> [AIM]
Copy the stretch from "Bion (1954) believed" through "to become members." from the passage on the depressive position, word for word.

Developmentally speaking, when early positive experiences and innate libido have been strong enough to solidify a good internalized object, the ego will begin to recognize that good and bad objects are the same (Summers, 1994).  Split off components of reality start to become integrated, leading to a more realistic perception of reality. The infant comes to recognize the rather scary reality that the hated object is the same one which is loved and depended on for sustenance. She gains an awareness of objects and the self as whole (with loved and hated aspects). Infants begin to understand that they are aggressive agents, not simply victims of persecution. This integration of split off parts leads to the beginning of the “depressive position.”

In the depressive position, the child's primary anxiety stems from her fear that her destructive impulses have or will destroy "the object that he loves and totally depends on" (Segal, 1973, p.69). As the infant recognizes a desire to injure the object, she feels guilt and a desire to repair the object, which is both loved and hated. If she has a sufficiently stable build up of good object experiences, the infant will be able to see that her destructive impulses have not irreparably damaged the loved object.

In its fragile state of ego integration, the infant relies on certain defensive maneuvers to help her cope with depressive anxiety. This includes, according to Summers (1994), the infant's omnipotent phantasy that it can magically control bad objects and restore good objects, or mania. The child's belief in her omnipotence strongly suggests a denial of reality. The “manic defense” denies external and psychic reality, exaggerating the internalized good object (Klein, 1935).

When the manic defense does not succeed in repairing the object, the infant may frantically attempt to repair it by means of obsessive mechanisms "in a desperate effort to repair the object over and over to prevent psychic disintegration" (Summers, 1994, p. 92). If all of the infant's reparative efforts fail, depressive anxiety will not be reduced and psychopathology may ensue. The individual may become locked in an obsessive compulsive pattern, or fixated in a manic defense. If the anxiety triggered by not being able to repair the object is overwhelming and the internalized good object not solidly in place, a regression to the paranoid-schizoid position may develop. The ability to sustain loving relationships depends on the experience of having repaired the loved object. Individuals who have not had this experience may be unable to form intimate relationships out of fear that they will destroy the loved object.

Bion

Bion (1954) believed that Klein's psychology of the individual applied to groups. He theorized that the emotional life of the group could be understood only in terms of the psychotic processes characteristic of the paranoid-schizoid and the early depressive positions.

Individuals, according to Bion, are driven to make contact with the emotional life of the groups in which they live. The task of making this contact is akin to the infant's need to make physical and emotional contact with the breast. Connecting emotionally with the group and securing membership requires a "massive regression, to mechanisms (e.g., splitting, projective identification) described by Klein as typical of the earliest phases of mental life"  p. 440). This regressed state is suggested by the fact that in most groups people forfeit their distinctiveness in order to become members.

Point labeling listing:
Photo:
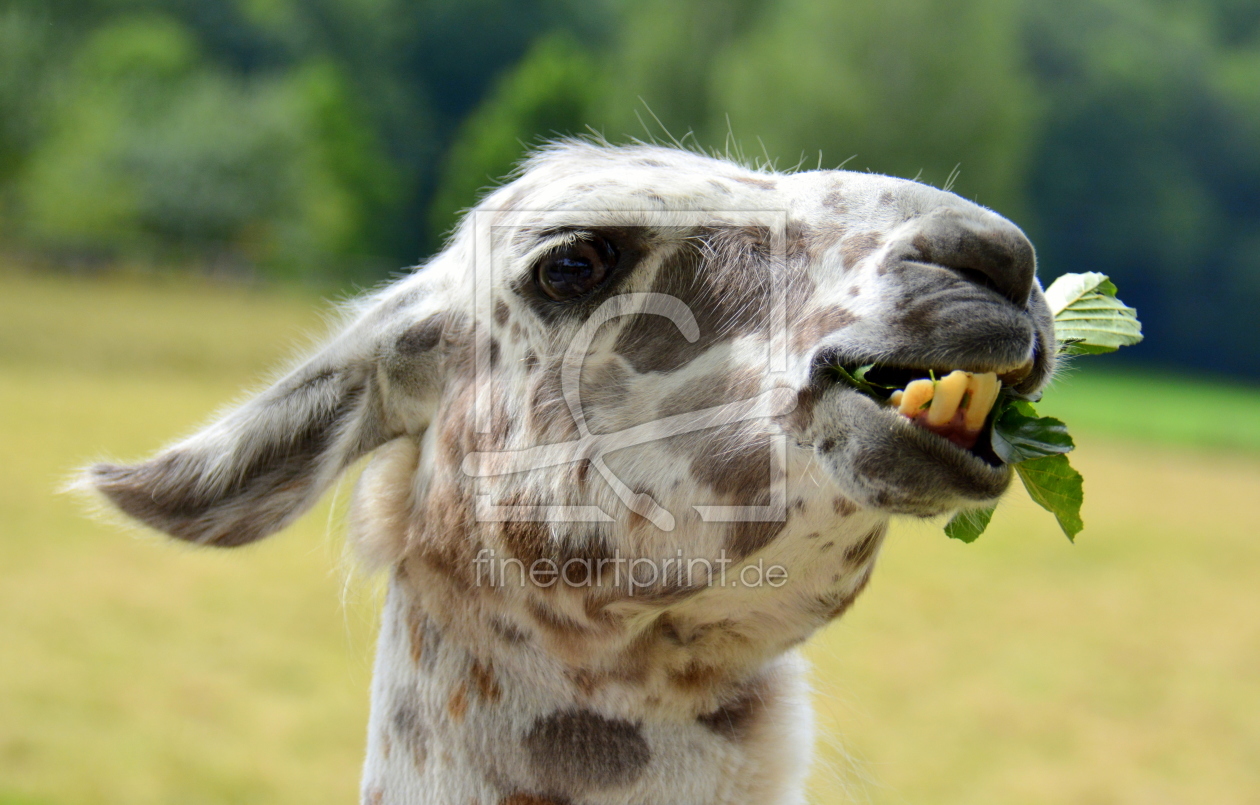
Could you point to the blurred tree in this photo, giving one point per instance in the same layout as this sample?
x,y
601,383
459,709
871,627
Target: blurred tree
x,y
319,135
1149,170
547,96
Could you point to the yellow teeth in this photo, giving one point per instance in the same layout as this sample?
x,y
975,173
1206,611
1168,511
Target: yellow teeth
x,y
949,393
983,393
915,397
970,392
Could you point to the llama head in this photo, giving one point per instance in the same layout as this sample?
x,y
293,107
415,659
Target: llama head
x,y
621,349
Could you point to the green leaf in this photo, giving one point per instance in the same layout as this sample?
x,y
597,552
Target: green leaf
x,y
1056,486
1019,435
1071,286
857,379
1089,319
969,524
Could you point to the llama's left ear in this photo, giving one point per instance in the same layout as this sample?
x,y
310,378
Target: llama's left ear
x,y
263,464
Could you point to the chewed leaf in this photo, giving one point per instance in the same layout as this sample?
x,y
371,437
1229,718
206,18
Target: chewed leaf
x,y
969,524
1089,319
1071,286
1019,435
1057,488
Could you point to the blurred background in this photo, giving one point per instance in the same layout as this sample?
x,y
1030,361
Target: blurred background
x,y
184,182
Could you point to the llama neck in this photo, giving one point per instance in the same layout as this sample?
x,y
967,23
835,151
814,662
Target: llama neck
x,y
503,722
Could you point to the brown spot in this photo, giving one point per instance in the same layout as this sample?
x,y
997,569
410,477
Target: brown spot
x,y
735,718
836,200
416,633
722,285
586,680
411,731
528,541
843,505
856,247
861,552
483,677
834,605
581,469
529,799
712,389
548,412
458,703
508,631
553,621
697,677
765,184
746,538
801,416
421,336
815,326
733,460
575,751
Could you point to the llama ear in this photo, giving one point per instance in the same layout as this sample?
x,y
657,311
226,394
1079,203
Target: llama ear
x,y
263,464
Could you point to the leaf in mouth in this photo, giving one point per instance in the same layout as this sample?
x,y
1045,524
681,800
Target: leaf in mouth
x,y
969,523
1019,435
1056,486
1089,320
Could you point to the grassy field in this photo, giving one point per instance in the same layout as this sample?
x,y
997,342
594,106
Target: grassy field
x,y
1019,669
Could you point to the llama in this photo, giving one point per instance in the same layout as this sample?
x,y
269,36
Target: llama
x,y
612,478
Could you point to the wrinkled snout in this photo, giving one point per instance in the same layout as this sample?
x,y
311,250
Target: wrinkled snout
x,y
987,250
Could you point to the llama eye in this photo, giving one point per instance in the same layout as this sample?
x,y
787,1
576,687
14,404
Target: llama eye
x,y
576,270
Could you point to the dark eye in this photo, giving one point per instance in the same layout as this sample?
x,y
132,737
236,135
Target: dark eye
x,y
576,270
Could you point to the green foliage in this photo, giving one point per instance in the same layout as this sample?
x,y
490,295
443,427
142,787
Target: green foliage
x,y
1120,134
1021,435
546,96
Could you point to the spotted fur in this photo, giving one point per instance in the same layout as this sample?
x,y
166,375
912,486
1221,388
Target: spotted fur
x,y
626,689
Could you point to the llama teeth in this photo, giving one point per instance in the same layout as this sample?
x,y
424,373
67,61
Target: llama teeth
x,y
916,394
964,397
983,392
946,398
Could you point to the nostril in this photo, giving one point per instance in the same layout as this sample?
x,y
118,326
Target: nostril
x,y
999,258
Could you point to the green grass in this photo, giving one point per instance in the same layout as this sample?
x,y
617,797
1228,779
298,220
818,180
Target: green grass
x,y
1174,408
1019,669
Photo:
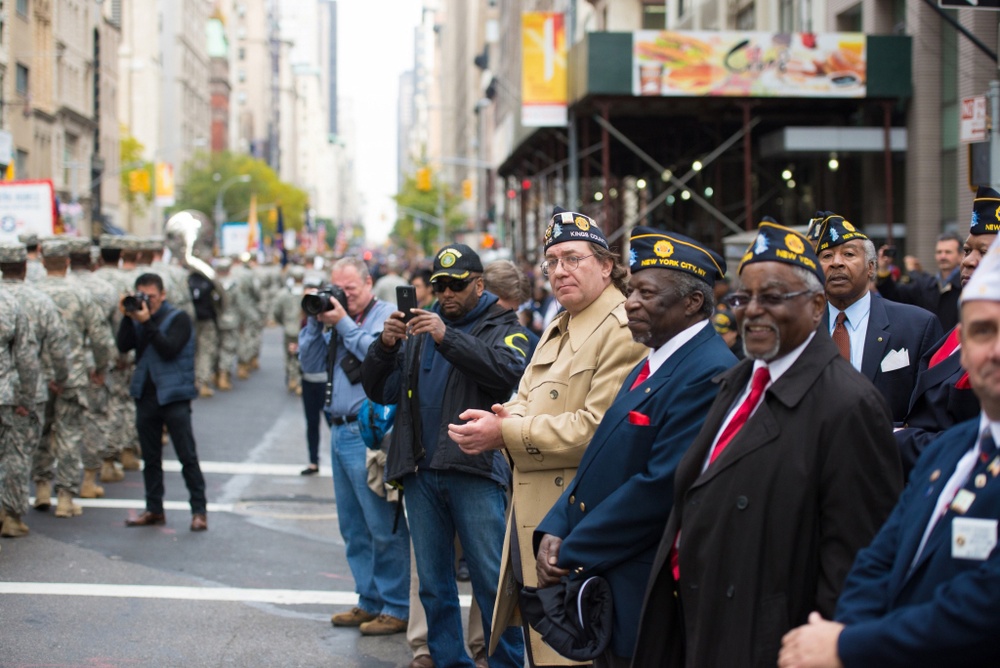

> [CORRECT RESPONSE]
Bion (1954) believed that Klein's psychology of the individual applied to groups. He theorized that the emotional life of the group could be understood only in terms of the psychotic processes characteristic of the paranoid-schizoid and the early depressive positions.

Individuals, according to Bion, are driven to make contact with the emotional life of the groups in which they live. The task of making this contact is akin to the infant's need to make physical and emotional contact with the breast. Connecting emotionally with the group and securing membership requires a "massive regression, to mechanisms (e.g., splitting, projective identification) described by Klein as typical of the earliest phases of mental life"  p. 440). This regressed state is suggested by the fact that in most groups people forfeit their distinctiveness in order to become members.